» Data extracts:
======
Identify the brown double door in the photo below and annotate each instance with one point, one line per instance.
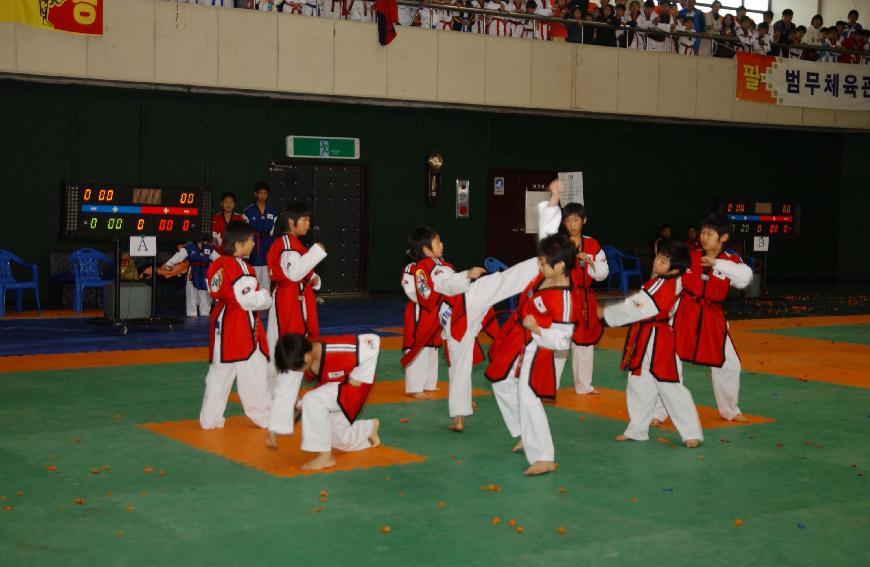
(506, 237)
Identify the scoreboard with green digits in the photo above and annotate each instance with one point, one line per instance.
(764, 218)
(111, 210)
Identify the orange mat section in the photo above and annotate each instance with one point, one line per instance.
(393, 392)
(800, 358)
(32, 363)
(611, 404)
(242, 442)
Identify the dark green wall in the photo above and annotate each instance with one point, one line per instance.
(637, 175)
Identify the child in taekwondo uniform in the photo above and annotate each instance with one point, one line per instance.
(591, 266)
(294, 308)
(344, 368)
(654, 371)
(237, 343)
(465, 301)
(522, 359)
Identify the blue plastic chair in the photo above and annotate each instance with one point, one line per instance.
(8, 281)
(86, 272)
(493, 266)
(622, 266)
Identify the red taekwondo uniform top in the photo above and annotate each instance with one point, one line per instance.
(548, 306)
(235, 332)
(340, 362)
(699, 323)
(295, 305)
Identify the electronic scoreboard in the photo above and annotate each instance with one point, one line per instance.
======
Word for word, restate all of the data, but do not copy the pictures.

» Response to this exercise:
Identify the brown double door in the photo below and annotate each instance with one point, one line per instance.
(506, 237)
Identify the scoreboard with green digits in the photo above and annotate each instance with one point, one line per instance.
(764, 218)
(111, 210)
Identify the orange mat section in the photo above and annotate each instance with one point, one line per instance.
(393, 392)
(800, 358)
(32, 363)
(611, 404)
(242, 442)
Identify the dark green wall in the photo above and annotate each instance with one point, one line per instance.
(637, 175)
Identify the child in taekwondo uniform in the photo above and annotate each instance with one point, one line per instance.
(591, 266)
(294, 308)
(344, 368)
(654, 371)
(237, 343)
(465, 301)
(522, 359)
Identify the blue plastic chair in the photo above and annotate each instance with one point, one line per instance.
(8, 281)
(86, 272)
(493, 266)
(622, 266)
Identify the red taekwondo uniform top in the photo above and annotate each instance with one point, one line per instance.
(548, 306)
(235, 332)
(340, 362)
(699, 323)
(295, 305)
Identify the electronic scoreboard in the photo above and annotate each instance with one point, one line per instance.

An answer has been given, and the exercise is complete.